§ Job: Extract, verbatim, all lines starting at the one containing "yellow paddle blade -> point" and ending with the final line of the listing, and no others.

::: Provided data :::

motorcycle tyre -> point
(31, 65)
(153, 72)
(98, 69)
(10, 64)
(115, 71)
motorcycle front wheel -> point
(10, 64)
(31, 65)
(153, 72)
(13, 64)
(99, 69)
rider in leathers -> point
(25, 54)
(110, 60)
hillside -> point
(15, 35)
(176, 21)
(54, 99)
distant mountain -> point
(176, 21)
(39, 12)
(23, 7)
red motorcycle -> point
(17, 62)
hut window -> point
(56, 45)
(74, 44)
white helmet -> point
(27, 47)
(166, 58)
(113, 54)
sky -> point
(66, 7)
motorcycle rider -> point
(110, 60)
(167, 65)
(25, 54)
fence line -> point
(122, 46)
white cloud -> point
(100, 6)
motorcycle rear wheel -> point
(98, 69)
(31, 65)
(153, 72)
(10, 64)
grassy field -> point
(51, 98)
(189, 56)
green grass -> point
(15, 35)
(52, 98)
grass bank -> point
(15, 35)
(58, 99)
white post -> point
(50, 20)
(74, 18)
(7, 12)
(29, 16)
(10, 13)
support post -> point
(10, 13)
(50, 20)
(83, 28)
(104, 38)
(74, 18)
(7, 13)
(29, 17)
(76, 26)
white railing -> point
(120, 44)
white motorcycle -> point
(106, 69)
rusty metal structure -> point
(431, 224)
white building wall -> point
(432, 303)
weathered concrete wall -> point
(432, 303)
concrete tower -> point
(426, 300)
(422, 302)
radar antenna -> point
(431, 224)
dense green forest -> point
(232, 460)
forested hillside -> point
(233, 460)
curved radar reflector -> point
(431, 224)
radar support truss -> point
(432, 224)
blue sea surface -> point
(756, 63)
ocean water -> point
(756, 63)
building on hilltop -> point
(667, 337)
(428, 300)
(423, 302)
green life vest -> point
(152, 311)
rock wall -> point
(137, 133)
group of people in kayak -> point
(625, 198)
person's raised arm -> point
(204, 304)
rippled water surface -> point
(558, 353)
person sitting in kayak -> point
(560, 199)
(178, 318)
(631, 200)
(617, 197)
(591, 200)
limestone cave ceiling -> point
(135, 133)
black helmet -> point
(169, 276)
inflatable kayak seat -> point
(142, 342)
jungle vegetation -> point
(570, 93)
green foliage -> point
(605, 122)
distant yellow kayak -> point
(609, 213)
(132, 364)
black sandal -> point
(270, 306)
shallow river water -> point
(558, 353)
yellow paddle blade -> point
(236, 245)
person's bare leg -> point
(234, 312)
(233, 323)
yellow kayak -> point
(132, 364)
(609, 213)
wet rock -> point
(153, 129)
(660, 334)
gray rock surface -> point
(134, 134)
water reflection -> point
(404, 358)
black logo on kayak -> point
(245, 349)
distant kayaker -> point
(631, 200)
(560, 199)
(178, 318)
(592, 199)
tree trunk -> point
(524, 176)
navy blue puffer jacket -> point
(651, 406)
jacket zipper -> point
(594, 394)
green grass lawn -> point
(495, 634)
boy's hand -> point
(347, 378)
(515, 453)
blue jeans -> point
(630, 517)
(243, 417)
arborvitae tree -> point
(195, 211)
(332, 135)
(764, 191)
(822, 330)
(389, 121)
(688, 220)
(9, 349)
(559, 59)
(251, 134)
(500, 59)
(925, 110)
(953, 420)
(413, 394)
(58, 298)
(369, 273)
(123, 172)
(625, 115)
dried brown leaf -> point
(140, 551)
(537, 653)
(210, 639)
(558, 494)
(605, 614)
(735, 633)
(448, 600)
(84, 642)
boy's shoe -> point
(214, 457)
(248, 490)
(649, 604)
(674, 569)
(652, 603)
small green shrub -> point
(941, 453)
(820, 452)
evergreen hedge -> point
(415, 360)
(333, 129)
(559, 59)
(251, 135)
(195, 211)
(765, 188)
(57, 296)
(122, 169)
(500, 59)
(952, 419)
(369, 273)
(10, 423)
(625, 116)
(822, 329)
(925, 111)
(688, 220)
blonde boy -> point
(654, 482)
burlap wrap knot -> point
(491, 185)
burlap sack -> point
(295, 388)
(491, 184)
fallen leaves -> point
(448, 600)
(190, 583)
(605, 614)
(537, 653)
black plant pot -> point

:::

§ Complete response:
yellow paddle blade -> point
(236, 245)
person's bare leg -> point
(234, 312)
(233, 323)
yellow kayak -> point
(132, 364)
(609, 213)
wet rock -> point
(153, 129)
(660, 334)
gray rock surface -> point
(134, 134)
water reflection -> point
(404, 358)
black logo on kayak -> point
(245, 349)
distant kayaker -> point
(631, 200)
(560, 199)
(178, 318)
(592, 199)
tree trunk -> point
(524, 176)
navy blue puffer jacket -> point
(651, 406)
jacket zipper -> point
(594, 394)
green grass lawn -> point
(495, 634)
boy's hand -> point
(347, 378)
(515, 453)
blue jeans -> point
(630, 517)
(243, 417)
arborvitae tree -> point
(195, 211)
(332, 135)
(764, 191)
(822, 330)
(389, 121)
(688, 220)
(9, 349)
(559, 59)
(251, 134)
(500, 59)
(925, 110)
(953, 420)
(413, 394)
(58, 298)
(369, 273)
(123, 172)
(625, 115)
dried brown leaf -> point
(140, 551)
(537, 653)
(210, 639)
(558, 494)
(605, 614)
(735, 633)
(448, 600)
(84, 642)
boy's shoe -> point
(214, 457)
(248, 490)
(649, 604)
(674, 569)
(652, 603)
small green shrub -> point
(941, 453)
(820, 452)
evergreen hedge -> point
(415, 360)
(333, 129)
(559, 59)
(251, 135)
(195, 211)
(765, 188)
(57, 296)
(122, 169)
(500, 59)
(952, 419)
(369, 273)
(10, 423)
(625, 116)
(822, 329)
(925, 111)
(688, 220)
blonde boy -> point
(654, 482)
burlap wrap knot -> point
(491, 185)
burlap sack -> point
(295, 388)
(491, 184)
fallen leaves -> point
(448, 600)
(190, 583)
(605, 614)
(537, 653)
black plant pot -> point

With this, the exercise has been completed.